• What is required: The answer must be every line of the records in which the string "each" appears.

Stored entries
■ ■ ■ ■ ■
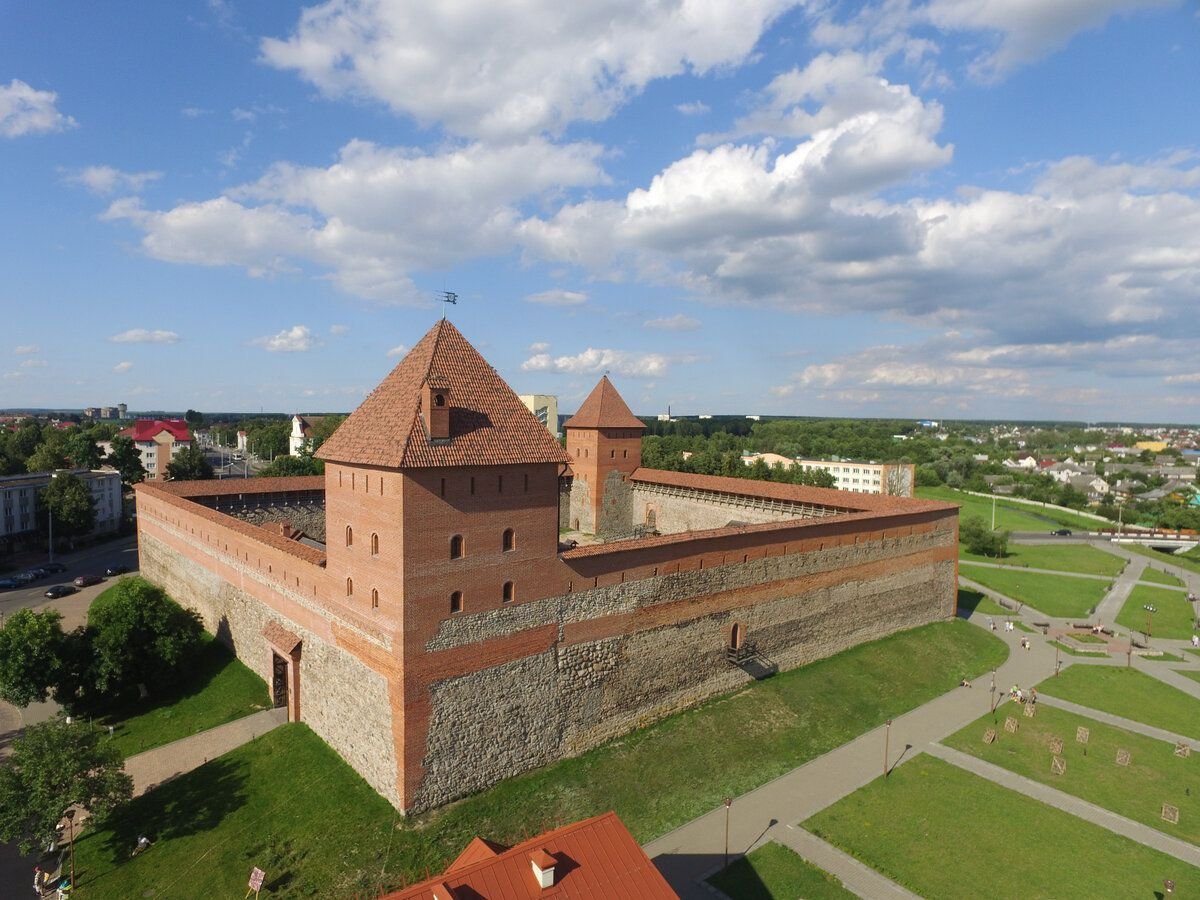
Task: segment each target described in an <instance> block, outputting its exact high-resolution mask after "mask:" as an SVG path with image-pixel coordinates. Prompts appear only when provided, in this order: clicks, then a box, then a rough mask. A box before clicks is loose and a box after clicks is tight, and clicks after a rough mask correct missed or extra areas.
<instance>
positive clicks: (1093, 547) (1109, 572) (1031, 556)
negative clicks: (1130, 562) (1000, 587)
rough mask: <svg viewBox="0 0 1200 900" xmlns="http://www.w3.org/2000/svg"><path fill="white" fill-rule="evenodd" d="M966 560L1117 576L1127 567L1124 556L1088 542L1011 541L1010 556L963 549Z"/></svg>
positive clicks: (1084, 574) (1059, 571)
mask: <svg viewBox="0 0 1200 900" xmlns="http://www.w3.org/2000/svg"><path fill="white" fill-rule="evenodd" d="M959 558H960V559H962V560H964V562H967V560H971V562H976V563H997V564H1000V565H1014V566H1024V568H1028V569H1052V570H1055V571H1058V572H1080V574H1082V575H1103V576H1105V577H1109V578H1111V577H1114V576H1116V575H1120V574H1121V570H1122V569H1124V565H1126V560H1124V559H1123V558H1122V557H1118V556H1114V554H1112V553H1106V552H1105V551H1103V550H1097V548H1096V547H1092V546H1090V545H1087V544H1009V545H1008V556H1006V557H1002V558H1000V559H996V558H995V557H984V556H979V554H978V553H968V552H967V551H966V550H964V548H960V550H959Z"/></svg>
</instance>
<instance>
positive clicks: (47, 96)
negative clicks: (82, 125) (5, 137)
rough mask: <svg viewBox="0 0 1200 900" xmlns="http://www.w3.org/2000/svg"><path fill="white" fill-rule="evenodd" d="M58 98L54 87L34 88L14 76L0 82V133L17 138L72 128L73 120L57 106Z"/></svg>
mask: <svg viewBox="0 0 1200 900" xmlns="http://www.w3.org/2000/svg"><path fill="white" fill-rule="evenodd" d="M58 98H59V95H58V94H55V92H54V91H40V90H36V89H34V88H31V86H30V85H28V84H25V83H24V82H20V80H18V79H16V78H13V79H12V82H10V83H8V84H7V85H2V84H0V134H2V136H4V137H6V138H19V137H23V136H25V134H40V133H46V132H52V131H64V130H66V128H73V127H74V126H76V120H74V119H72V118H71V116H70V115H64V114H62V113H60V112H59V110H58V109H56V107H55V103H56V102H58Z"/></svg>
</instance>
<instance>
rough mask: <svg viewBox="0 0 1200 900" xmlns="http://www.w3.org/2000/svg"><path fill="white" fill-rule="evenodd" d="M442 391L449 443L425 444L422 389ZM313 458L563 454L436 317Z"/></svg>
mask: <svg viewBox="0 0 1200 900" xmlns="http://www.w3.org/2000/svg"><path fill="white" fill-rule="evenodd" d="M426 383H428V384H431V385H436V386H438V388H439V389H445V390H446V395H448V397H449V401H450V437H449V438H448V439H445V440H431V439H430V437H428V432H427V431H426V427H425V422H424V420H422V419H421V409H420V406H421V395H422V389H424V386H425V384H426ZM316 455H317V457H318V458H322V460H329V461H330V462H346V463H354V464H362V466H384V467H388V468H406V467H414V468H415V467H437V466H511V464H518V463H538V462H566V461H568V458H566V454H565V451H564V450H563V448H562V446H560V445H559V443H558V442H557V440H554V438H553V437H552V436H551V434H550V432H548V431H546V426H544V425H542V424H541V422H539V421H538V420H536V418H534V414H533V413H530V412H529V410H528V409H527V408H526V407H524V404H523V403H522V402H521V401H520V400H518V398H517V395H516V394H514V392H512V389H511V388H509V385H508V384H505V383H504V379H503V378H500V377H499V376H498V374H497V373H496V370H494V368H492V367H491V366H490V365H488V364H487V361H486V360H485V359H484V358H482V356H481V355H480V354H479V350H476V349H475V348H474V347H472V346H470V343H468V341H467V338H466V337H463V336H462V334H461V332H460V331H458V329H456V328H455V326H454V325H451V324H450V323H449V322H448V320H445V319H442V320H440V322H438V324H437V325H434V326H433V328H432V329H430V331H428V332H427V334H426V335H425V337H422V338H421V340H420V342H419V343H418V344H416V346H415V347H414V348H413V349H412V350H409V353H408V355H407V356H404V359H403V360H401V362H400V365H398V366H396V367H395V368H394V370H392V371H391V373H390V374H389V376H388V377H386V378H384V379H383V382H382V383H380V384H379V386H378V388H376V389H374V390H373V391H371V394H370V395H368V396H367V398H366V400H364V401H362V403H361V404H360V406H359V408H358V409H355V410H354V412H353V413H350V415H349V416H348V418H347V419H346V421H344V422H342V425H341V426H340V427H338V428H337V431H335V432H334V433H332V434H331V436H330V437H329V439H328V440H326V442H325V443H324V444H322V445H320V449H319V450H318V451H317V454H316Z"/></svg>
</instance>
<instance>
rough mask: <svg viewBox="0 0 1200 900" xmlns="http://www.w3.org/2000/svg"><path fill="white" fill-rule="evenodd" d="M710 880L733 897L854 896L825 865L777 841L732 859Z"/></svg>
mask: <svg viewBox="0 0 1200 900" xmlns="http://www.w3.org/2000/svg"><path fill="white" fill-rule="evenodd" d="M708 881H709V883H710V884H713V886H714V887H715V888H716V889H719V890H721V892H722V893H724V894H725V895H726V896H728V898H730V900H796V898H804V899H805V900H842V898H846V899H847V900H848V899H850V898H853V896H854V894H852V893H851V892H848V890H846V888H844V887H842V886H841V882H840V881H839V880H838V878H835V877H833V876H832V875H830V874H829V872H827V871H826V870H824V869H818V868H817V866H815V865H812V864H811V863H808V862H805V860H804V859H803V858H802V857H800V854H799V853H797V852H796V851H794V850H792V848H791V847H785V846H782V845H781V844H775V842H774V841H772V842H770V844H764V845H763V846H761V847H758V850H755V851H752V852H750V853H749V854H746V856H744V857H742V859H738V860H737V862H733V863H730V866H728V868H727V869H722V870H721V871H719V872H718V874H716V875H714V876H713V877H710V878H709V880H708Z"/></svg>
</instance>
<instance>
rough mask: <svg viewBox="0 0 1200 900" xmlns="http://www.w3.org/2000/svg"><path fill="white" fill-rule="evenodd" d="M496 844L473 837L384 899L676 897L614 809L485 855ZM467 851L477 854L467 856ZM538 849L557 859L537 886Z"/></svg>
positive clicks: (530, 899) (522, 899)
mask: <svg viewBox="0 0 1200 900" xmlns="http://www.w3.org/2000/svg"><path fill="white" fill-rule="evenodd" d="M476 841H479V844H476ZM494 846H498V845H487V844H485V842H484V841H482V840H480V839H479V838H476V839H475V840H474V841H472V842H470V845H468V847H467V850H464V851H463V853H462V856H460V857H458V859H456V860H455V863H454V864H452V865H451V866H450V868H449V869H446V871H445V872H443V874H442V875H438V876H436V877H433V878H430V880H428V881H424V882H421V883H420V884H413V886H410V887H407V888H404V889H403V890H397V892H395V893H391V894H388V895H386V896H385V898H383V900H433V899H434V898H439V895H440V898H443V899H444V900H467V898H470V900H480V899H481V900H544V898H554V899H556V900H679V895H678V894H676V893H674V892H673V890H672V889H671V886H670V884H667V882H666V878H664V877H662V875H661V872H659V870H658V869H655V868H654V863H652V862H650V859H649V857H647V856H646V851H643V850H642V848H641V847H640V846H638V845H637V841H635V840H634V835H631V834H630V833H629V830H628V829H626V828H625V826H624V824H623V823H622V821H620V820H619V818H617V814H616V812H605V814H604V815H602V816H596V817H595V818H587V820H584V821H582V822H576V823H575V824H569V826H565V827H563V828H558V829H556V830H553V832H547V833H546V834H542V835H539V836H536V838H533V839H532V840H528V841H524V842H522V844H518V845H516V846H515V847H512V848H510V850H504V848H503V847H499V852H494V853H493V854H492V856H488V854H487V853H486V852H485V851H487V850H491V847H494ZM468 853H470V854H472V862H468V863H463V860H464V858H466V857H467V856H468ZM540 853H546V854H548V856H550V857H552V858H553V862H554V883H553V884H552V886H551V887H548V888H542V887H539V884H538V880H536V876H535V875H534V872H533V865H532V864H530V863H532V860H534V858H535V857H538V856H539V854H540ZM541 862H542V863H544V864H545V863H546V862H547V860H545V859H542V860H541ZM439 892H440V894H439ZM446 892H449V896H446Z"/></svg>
■ ■ ■ ■ ■
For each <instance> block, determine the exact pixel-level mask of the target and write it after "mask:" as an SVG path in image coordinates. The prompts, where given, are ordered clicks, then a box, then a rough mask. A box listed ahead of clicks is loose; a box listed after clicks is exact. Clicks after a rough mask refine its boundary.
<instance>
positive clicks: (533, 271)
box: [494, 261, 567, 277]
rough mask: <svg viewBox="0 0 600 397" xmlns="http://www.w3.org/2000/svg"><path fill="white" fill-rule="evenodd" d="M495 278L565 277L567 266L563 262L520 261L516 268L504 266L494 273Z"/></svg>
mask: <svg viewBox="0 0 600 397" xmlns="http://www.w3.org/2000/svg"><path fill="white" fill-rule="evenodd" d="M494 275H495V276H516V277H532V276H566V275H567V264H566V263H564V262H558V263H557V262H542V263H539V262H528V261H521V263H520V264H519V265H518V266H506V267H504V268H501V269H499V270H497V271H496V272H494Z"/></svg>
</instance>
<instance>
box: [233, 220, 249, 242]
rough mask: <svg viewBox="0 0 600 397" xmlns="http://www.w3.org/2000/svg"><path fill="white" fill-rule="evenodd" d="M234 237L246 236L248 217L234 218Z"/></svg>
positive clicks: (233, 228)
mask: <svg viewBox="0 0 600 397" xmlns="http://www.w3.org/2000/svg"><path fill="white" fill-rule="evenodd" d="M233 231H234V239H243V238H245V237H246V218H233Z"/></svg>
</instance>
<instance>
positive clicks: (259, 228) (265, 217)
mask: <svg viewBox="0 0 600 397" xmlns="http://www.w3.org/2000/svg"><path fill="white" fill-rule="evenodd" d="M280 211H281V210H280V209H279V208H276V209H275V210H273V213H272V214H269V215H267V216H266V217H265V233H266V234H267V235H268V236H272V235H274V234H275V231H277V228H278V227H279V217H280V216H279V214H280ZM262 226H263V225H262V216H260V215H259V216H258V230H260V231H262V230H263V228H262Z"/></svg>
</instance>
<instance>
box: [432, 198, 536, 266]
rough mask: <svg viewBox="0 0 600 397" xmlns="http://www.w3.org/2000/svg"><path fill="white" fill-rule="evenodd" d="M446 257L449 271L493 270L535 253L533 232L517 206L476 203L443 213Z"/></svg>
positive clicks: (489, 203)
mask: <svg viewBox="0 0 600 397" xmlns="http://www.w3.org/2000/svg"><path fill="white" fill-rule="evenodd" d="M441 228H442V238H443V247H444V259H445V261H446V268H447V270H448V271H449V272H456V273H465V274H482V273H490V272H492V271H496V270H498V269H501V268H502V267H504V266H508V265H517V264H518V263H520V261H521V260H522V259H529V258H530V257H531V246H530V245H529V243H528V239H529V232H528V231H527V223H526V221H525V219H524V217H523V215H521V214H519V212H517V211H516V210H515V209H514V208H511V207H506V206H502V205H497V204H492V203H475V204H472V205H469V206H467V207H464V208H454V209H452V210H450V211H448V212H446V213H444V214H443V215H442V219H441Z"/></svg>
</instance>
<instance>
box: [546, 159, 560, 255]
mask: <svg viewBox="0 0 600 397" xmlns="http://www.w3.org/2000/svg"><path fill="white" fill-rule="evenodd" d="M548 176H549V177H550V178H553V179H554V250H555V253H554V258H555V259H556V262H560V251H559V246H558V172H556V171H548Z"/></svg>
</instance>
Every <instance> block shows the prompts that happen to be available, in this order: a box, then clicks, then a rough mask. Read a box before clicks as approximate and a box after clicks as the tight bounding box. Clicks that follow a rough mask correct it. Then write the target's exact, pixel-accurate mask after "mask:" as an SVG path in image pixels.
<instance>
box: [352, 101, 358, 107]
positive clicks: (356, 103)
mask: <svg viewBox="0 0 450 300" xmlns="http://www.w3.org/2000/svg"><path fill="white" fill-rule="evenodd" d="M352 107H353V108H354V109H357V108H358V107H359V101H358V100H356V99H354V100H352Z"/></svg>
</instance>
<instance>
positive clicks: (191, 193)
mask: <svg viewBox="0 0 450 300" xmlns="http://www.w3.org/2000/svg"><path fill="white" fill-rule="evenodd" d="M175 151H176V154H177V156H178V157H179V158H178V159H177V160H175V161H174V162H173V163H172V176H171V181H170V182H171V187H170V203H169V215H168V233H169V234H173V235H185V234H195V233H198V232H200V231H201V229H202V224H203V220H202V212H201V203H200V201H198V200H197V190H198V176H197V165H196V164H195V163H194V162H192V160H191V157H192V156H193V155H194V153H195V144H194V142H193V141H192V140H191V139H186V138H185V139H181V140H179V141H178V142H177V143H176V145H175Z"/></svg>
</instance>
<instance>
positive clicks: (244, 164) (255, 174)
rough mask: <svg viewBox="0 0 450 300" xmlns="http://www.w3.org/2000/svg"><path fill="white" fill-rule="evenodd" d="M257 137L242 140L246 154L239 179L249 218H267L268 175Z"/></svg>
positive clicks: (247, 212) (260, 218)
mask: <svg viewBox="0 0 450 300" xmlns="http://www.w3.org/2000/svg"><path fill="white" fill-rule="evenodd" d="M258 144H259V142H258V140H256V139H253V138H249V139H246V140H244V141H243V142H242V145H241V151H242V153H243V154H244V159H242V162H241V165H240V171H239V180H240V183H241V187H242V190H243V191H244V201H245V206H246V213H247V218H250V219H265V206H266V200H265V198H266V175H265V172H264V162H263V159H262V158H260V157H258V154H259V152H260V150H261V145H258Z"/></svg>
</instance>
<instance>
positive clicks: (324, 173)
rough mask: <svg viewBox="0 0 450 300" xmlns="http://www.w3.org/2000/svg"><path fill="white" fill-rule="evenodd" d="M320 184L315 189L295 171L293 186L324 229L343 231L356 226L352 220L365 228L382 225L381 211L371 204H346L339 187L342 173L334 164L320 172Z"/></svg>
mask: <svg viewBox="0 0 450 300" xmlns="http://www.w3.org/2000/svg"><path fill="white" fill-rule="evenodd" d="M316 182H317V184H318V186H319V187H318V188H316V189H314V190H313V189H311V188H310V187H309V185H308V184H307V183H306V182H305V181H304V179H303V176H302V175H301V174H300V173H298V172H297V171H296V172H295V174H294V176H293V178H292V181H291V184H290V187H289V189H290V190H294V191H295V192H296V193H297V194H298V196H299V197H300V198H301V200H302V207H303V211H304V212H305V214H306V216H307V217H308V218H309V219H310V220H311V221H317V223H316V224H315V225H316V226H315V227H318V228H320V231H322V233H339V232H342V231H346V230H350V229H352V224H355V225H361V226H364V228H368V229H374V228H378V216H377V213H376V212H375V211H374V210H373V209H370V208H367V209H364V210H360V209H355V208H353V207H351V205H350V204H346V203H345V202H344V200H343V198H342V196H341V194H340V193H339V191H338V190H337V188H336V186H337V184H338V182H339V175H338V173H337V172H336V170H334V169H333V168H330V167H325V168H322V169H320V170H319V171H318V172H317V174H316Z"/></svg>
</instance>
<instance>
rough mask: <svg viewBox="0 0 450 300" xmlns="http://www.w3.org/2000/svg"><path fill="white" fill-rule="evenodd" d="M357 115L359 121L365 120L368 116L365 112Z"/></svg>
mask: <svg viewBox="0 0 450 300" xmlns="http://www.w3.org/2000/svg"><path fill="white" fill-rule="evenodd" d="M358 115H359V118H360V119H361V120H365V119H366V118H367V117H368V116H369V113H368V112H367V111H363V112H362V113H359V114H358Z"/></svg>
■ ■ ■ ■ ■
• Completed exercise:
Task: segment each target described in an <instance> block, outputting its exact high-resolution mask after "mask:" as an SVG path with image-pixel coordinates. Prompts appear only when provided, in this order: clicks, then a box, then a rough mask. A box before clicks is loose and a box after clicks is tight, and clicks after a rough mask correct missed or extra areas.
For each <instance> block, determine the exact pixel-level mask of the target and write it after "mask:" as an SVG path in image coordinates. The prompts, where given, are ordered clicks, then a box, then a rough mask. A box listed ahead of clicks is loose; a box listed after clicks is exact. Clicks after a rough mask refine its boundary.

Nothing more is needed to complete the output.